═════ MATERIAL PROVIDED ═════

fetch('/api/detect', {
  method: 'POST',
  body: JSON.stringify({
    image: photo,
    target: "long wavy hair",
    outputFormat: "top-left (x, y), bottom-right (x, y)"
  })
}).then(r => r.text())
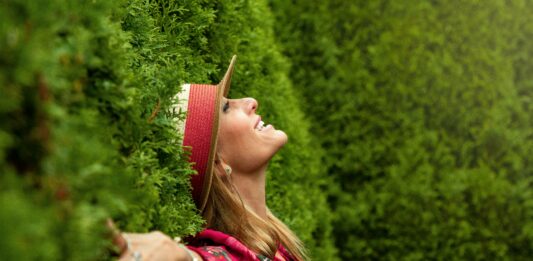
top-left (202, 161), bottom-right (308, 261)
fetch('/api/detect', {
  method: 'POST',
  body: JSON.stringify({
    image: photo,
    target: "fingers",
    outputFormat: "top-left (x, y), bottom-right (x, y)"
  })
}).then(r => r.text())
top-left (118, 232), bottom-right (161, 261)
top-left (106, 218), bottom-right (128, 255)
top-left (118, 231), bottom-right (198, 261)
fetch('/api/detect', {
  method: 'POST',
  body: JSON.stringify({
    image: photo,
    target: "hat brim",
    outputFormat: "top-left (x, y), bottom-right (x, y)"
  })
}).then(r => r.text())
top-left (196, 55), bottom-right (237, 212)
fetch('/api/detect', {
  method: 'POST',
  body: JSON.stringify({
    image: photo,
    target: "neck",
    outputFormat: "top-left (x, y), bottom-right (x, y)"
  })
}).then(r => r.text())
top-left (231, 165), bottom-right (268, 219)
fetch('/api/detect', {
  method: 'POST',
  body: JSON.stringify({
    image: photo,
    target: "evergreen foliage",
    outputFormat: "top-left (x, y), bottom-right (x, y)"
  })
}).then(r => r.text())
top-left (270, 0), bottom-right (533, 260)
top-left (4, 0), bottom-right (532, 259)
top-left (1, 0), bottom-right (334, 259)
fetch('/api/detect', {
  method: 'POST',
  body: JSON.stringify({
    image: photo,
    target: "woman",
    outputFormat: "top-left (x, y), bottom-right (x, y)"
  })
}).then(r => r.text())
top-left (114, 56), bottom-right (307, 261)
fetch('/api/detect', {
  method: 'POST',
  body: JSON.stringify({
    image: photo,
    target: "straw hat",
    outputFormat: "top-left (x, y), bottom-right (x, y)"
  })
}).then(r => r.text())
top-left (174, 55), bottom-right (237, 212)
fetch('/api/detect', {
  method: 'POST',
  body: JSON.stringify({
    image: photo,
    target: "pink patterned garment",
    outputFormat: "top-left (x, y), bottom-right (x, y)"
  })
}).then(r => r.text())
top-left (187, 229), bottom-right (295, 261)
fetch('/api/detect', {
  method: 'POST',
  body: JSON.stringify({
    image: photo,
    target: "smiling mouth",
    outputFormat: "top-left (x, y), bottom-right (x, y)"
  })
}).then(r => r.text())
top-left (254, 116), bottom-right (266, 131)
top-left (254, 116), bottom-right (274, 132)
top-left (255, 120), bottom-right (266, 131)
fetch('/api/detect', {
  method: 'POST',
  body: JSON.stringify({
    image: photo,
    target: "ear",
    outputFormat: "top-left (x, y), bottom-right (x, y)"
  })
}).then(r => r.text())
top-left (215, 153), bottom-right (232, 176)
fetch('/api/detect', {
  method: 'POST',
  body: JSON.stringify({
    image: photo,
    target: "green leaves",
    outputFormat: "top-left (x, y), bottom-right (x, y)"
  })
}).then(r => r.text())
top-left (271, 0), bottom-right (533, 259)
top-left (1, 0), bottom-right (335, 259)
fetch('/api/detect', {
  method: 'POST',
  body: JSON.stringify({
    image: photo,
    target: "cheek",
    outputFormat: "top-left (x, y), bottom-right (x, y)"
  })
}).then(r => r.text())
top-left (219, 116), bottom-right (249, 139)
top-left (218, 117), bottom-right (251, 152)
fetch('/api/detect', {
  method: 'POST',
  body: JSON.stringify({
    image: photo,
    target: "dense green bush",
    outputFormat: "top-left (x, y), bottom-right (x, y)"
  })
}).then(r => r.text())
top-left (1, 0), bottom-right (334, 259)
top-left (270, 0), bottom-right (533, 260)
top-left (6, 0), bottom-right (532, 259)
top-left (1, 1), bottom-right (143, 259)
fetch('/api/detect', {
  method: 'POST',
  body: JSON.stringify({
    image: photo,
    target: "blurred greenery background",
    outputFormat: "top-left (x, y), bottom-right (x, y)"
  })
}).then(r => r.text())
top-left (1, 0), bottom-right (532, 260)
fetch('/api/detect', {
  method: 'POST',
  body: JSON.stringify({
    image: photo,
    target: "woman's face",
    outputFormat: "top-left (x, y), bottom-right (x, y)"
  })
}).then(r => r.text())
top-left (217, 97), bottom-right (288, 172)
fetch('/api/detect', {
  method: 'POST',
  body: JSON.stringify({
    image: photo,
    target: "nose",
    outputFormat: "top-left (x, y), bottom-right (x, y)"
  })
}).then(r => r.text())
top-left (242, 98), bottom-right (258, 114)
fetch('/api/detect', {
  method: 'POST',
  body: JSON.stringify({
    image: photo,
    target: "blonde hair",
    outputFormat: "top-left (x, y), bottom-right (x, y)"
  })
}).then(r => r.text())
top-left (202, 164), bottom-right (308, 260)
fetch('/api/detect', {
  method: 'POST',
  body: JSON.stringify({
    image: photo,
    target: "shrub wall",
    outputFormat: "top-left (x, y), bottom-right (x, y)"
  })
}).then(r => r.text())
top-left (270, 0), bottom-right (533, 260)
top-left (0, 0), bottom-right (335, 259)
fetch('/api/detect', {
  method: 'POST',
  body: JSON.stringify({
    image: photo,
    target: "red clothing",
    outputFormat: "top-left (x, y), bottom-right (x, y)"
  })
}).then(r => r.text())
top-left (187, 229), bottom-right (295, 261)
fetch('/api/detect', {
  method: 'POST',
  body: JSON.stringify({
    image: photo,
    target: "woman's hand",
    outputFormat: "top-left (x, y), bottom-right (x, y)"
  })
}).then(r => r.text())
top-left (119, 231), bottom-right (193, 261)
top-left (107, 219), bottom-right (200, 261)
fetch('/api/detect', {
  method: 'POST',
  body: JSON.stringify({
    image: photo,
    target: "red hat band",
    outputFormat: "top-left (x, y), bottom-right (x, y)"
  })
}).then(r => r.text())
top-left (177, 83), bottom-right (219, 211)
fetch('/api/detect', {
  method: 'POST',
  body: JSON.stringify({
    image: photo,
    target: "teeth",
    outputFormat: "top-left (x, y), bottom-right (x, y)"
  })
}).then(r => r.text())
top-left (256, 120), bottom-right (265, 131)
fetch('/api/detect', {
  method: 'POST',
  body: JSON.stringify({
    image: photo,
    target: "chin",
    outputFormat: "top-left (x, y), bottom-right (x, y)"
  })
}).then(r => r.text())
top-left (273, 130), bottom-right (288, 148)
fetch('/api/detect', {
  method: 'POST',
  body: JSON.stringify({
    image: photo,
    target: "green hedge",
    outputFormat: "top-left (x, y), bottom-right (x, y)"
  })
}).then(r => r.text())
top-left (1, 0), bottom-right (335, 259)
top-left (270, 0), bottom-right (533, 260)
top-left (6, 0), bottom-right (532, 260)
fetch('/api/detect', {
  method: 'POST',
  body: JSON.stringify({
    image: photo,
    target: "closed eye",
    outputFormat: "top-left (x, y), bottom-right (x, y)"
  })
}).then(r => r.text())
top-left (223, 101), bottom-right (230, 112)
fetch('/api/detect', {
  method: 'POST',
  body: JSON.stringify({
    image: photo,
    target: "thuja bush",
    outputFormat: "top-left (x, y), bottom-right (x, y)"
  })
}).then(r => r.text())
top-left (270, 0), bottom-right (533, 260)
top-left (0, 0), bottom-right (150, 259)
top-left (1, 0), bottom-right (334, 259)
top-left (0, 0), bottom-right (145, 259)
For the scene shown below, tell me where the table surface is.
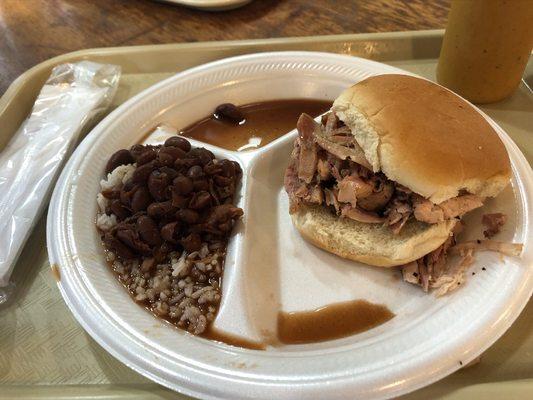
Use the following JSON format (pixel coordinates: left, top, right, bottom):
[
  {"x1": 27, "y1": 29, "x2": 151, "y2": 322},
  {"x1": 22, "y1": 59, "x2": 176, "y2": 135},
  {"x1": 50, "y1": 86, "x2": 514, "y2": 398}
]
[{"x1": 0, "y1": 0, "x2": 450, "y2": 95}]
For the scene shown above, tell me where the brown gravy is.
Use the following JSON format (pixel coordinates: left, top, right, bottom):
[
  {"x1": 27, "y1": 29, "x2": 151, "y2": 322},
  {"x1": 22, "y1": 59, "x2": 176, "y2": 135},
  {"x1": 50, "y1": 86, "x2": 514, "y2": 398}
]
[
  {"x1": 181, "y1": 99, "x2": 331, "y2": 151},
  {"x1": 50, "y1": 263, "x2": 61, "y2": 282},
  {"x1": 203, "y1": 327, "x2": 267, "y2": 351},
  {"x1": 277, "y1": 300, "x2": 394, "y2": 345}
]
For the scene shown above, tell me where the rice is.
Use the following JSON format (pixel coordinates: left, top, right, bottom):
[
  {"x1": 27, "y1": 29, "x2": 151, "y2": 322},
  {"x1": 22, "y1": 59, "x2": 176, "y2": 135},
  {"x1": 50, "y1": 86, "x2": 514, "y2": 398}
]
[
  {"x1": 96, "y1": 213, "x2": 117, "y2": 232},
  {"x1": 99, "y1": 164, "x2": 135, "y2": 191},
  {"x1": 106, "y1": 239, "x2": 224, "y2": 335}
]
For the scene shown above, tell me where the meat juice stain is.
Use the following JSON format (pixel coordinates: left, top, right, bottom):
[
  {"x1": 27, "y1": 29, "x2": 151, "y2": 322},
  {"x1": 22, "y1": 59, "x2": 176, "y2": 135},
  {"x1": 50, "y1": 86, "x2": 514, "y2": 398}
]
[
  {"x1": 181, "y1": 99, "x2": 331, "y2": 151},
  {"x1": 277, "y1": 300, "x2": 394, "y2": 345},
  {"x1": 50, "y1": 263, "x2": 61, "y2": 282},
  {"x1": 202, "y1": 327, "x2": 267, "y2": 351}
]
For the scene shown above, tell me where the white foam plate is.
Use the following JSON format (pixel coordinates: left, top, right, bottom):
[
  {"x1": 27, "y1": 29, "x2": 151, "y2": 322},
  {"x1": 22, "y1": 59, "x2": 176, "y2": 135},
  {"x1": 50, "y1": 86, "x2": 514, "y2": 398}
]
[{"x1": 47, "y1": 52, "x2": 533, "y2": 400}]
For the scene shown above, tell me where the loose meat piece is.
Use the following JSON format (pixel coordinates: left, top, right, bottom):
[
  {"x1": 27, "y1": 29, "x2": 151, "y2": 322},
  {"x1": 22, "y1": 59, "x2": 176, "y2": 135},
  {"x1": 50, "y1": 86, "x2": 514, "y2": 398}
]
[
  {"x1": 401, "y1": 222, "x2": 462, "y2": 291},
  {"x1": 284, "y1": 156, "x2": 305, "y2": 213},
  {"x1": 329, "y1": 156, "x2": 344, "y2": 181},
  {"x1": 482, "y1": 213, "x2": 507, "y2": 238},
  {"x1": 402, "y1": 223, "x2": 523, "y2": 296},
  {"x1": 314, "y1": 131, "x2": 371, "y2": 170},
  {"x1": 439, "y1": 194, "x2": 484, "y2": 219},
  {"x1": 401, "y1": 261, "x2": 420, "y2": 285},
  {"x1": 413, "y1": 194, "x2": 483, "y2": 224},
  {"x1": 324, "y1": 112, "x2": 338, "y2": 135},
  {"x1": 337, "y1": 175, "x2": 373, "y2": 207},
  {"x1": 421, "y1": 231, "x2": 457, "y2": 290},
  {"x1": 331, "y1": 126, "x2": 352, "y2": 136},
  {"x1": 296, "y1": 114, "x2": 319, "y2": 183},
  {"x1": 384, "y1": 190, "x2": 413, "y2": 234},
  {"x1": 341, "y1": 205, "x2": 385, "y2": 223},
  {"x1": 450, "y1": 240, "x2": 523, "y2": 257},
  {"x1": 413, "y1": 196, "x2": 445, "y2": 224},
  {"x1": 330, "y1": 132, "x2": 354, "y2": 145},
  {"x1": 312, "y1": 112, "x2": 372, "y2": 169},
  {"x1": 324, "y1": 188, "x2": 340, "y2": 213},
  {"x1": 357, "y1": 175, "x2": 394, "y2": 212},
  {"x1": 316, "y1": 156, "x2": 331, "y2": 181},
  {"x1": 307, "y1": 186, "x2": 324, "y2": 204},
  {"x1": 431, "y1": 250, "x2": 475, "y2": 297},
  {"x1": 389, "y1": 214, "x2": 410, "y2": 235}
]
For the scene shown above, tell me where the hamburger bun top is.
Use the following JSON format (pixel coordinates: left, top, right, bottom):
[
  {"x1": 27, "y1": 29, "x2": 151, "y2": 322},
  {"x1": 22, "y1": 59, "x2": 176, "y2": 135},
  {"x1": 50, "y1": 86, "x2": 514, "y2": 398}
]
[{"x1": 332, "y1": 74, "x2": 511, "y2": 204}]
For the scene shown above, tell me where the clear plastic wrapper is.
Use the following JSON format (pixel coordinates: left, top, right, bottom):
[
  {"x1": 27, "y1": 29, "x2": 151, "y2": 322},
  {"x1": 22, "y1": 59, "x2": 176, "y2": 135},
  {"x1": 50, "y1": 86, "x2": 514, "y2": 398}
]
[{"x1": 0, "y1": 61, "x2": 120, "y2": 302}]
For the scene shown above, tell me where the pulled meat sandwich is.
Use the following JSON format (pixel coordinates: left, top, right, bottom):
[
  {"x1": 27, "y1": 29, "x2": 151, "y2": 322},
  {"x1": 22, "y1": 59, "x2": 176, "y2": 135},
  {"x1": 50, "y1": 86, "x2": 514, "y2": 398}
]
[{"x1": 284, "y1": 74, "x2": 513, "y2": 278}]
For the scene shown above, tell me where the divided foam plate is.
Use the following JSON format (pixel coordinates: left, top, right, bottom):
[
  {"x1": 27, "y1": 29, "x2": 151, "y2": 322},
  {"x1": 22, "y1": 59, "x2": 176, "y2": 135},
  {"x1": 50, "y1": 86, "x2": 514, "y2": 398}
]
[{"x1": 47, "y1": 52, "x2": 533, "y2": 400}]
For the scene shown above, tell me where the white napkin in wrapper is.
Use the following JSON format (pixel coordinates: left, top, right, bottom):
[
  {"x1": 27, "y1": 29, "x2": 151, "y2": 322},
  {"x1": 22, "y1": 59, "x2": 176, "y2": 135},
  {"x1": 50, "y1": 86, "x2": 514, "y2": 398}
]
[{"x1": 0, "y1": 61, "x2": 120, "y2": 301}]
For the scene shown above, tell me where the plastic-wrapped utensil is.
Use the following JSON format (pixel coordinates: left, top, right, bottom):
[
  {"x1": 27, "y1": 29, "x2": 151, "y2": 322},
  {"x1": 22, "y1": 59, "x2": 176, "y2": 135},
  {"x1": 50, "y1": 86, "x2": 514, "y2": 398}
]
[{"x1": 0, "y1": 61, "x2": 120, "y2": 303}]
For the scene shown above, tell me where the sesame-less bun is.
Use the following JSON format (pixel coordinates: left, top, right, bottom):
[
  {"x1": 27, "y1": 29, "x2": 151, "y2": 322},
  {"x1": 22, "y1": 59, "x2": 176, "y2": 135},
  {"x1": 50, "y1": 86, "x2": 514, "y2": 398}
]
[
  {"x1": 332, "y1": 74, "x2": 511, "y2": 204},
  {"x1": 292, "y1": 205, "x2": 457, "y2": 267}
]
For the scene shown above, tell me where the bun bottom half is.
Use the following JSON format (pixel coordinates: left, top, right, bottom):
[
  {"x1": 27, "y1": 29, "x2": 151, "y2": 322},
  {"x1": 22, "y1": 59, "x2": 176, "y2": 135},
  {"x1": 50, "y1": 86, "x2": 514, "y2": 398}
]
[{"x1": 291, "y1": 205, "x2": 457, "y2": 267}]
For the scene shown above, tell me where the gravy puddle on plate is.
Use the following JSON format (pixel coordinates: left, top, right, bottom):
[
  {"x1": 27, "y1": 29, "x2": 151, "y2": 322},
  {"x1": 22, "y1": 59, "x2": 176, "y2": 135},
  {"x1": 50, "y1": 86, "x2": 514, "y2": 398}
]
[
  {"x1": 203, "y1": 327, "x2": 267, "y2": 350},
  {"x1": 181, "y1": 99, "x2": 331, "y2": 151},
  {"x1": 182, "y1": 99, "x2": 394, "y2": 348},
  {"x1": 277, "y1": 300, "x2": 394, "y2": 345}
]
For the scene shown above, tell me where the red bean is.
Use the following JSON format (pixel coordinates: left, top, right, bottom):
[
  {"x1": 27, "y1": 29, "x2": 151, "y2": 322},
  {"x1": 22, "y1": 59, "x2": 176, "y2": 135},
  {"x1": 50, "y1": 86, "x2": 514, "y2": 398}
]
[
  {"x1": 105, "y1": 149, "x2": 134, "y2": 174},
  {"x1": 181, "y1": 233, "x2": 202, "y2": 252},
  {"x1": 164, "y1": 136, "x2": 191, "y2": 152},
  {"x1": 188, "y1": 191, "x2": 212, "y2": 210},
  {"x1": 137, "y1": 216, "x2": 161, "y2": 247},
  {"x1": 172, "y1": 176, "x2": 193, "y2": 195},
  {"x1": 214, "y1": 103, "x2": 245, "y2": 124},
  {"x1": 131, "y1": 187, "x2": 152, "y2": 212}
]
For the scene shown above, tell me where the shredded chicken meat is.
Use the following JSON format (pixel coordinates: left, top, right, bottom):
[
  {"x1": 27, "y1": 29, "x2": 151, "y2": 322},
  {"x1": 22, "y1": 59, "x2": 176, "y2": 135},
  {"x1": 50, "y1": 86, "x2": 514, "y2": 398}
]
[
  {"x1": 482, "y1": 213, "x2": 508, "y2": 238},
  {"x1": 401, "y1": 229, "x2": 522, "y2": 296},
  {"x1": 284, "y1": 112, "x2": 484, "y2": 234}
]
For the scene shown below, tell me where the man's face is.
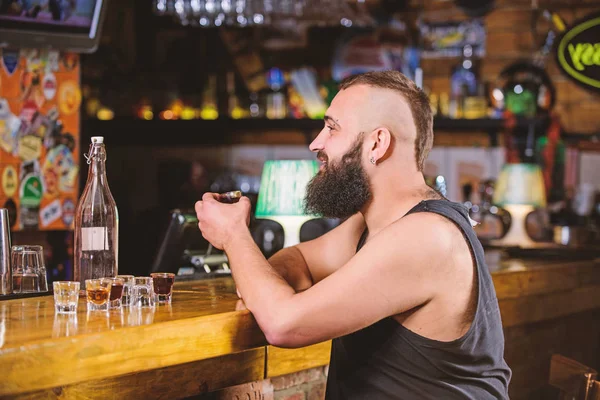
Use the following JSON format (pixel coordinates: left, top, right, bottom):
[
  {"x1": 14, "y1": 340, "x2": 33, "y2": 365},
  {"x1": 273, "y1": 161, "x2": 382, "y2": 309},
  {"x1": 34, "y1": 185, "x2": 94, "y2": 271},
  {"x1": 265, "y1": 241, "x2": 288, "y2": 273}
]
[
  {"x1": 304, "y1": 133, "x2": 371, "y2": 219},
  {"x1": 304, "y1": 86, "x2": 373, "y2": 219}
]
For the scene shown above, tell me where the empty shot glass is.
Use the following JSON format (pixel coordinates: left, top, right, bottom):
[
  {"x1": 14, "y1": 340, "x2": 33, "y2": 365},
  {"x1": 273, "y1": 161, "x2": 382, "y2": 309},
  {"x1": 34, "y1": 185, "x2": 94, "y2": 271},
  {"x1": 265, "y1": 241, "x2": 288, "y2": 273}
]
[
  {"x1": 116, "y1": 275, "x2": 135, "y2": 306},
  {"x1": 85, "y1": 278, "x2": 111, "y2": 311},
  {"x1": 53, "y1": 281, "x2": 80, "y2": 314},
  {"x1": 102, "y1": 277, "x2": 125, "y2": 309},
  {"x1": 132, "y1": 277, "x2": 155, "y2": 308},
  {"x1": 150, "y1": 272, "x2": 175, "y2": 304}
]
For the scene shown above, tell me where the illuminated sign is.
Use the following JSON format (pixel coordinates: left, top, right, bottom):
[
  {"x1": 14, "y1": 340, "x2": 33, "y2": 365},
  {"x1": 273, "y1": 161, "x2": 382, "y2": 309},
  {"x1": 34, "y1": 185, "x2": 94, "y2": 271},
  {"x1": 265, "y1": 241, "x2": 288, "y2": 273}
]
[{"x1": 556, "y1": 12, "x2": 600, "y2": 92}]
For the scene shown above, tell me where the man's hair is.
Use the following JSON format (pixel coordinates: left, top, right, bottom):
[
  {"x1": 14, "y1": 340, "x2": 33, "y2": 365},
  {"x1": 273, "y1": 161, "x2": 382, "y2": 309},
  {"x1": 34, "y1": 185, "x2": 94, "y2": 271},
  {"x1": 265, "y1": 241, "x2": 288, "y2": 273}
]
[{"x1": 339, "y1": 70, "x2": 434, "y2": 171}]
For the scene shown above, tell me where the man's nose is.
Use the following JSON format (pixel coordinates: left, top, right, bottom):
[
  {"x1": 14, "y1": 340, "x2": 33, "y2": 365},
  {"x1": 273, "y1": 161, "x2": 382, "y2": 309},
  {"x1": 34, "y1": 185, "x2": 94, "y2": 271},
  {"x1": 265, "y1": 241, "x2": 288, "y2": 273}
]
[{"x1": 309, "y1": 128, "x2": 328, "y2": 152}]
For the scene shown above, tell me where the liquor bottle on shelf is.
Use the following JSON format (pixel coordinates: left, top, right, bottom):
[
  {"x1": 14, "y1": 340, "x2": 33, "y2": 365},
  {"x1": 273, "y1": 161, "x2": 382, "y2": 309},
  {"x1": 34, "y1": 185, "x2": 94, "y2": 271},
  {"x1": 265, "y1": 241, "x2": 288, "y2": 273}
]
[
  {"x1": 74, "y1": 136, "x2": 118, "y2": 293},
  {"x1": 200, "y1": 75, "x2": 219, "y2": 120},
  {"x1": 266, "y1": 67, "x2": 287, "y2": 119},
  {"x1": 227, "y1": 71, "x2": 247, "y2": 119},
  {"x1": 450, "y1": 45, "x2": 479, "y2": 119}
]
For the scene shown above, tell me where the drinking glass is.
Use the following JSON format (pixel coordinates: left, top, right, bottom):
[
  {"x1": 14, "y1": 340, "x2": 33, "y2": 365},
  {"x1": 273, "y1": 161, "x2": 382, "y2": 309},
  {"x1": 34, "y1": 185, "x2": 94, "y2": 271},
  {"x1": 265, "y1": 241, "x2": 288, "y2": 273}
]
[
  {"x1": 116, "y1": 275, "x2": 135, "y2": 306},
  {"x1": 53, "y1": 281, "x2": 80, "y2": 313},
  {"x1": 11, "y1": 245, "x2": 42, "y2": 293},
  {"x1": 132, "y1": 277, "x2": 155, "y2": 308},
  {"x1": 150, "y1": 272, "x2": 175, "y2": 304},
  {"x1": 85, "y1": 278, "x2": 111, "y2": 311},
  {"x1": 102, "y1": 277, "x2": 125, "y2": 309}
]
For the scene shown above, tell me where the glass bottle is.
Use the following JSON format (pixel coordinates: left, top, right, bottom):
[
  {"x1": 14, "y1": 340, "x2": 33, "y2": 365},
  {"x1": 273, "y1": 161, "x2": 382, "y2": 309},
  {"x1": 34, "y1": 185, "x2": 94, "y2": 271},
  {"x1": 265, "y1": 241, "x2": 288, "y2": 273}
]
[
  {"x1": 266, "y1": 67, "x2": 286, "y2": 119},
  {"x1": 74, "y1": 136, "x2": 118, "y2": 293}
]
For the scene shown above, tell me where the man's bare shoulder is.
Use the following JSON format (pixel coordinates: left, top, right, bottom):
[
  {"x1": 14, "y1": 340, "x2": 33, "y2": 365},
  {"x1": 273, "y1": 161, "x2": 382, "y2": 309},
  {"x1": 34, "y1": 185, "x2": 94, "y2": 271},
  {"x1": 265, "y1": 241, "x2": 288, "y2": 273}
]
[
  {"x1": 367, "y1": 210, "x2": 467, "y2": 276},
  {"x1": 388, "y1": 209, "x2": 458, "y2": 244}
]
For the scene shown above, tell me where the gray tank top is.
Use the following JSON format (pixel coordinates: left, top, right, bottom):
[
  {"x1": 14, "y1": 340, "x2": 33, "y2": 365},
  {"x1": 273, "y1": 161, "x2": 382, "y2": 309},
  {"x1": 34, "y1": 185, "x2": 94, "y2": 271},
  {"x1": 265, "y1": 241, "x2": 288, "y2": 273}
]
[{"x1": 325, "y1": 199, "x2": 512, "y2": 399}]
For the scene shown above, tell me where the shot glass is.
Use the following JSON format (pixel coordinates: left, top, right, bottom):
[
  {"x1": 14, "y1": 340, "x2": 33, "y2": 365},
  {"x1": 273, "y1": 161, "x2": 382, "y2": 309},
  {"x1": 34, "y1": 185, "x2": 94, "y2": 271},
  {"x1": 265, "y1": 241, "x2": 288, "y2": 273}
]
[
  {"x1": 85, "y1": 278, "x2": 111, "y2": 311},
  {"x1": 53, "y1": 281, "x2": 80, "y2": 314},
  {"x1": 102, "y1": 277, "x2": 125, "y2": 309},
  {"x1": 116, "y1": 275, "x2": 135, "y2": 306},
  {"x1": 150, "y1": 272, "x2": 175, "y2": 304},
  {"x1": 132, "y1": 277, "x2": 155, "y2": 308}
]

═════

Whenever the string "plastic" shows up in a line of the records, copy that line.

*ANSWER SPACE*.
For the scene shown above, tell me where the clear plastic wrapper is.
For the scene shown above, tell me where the plastic-wrapped utensil is.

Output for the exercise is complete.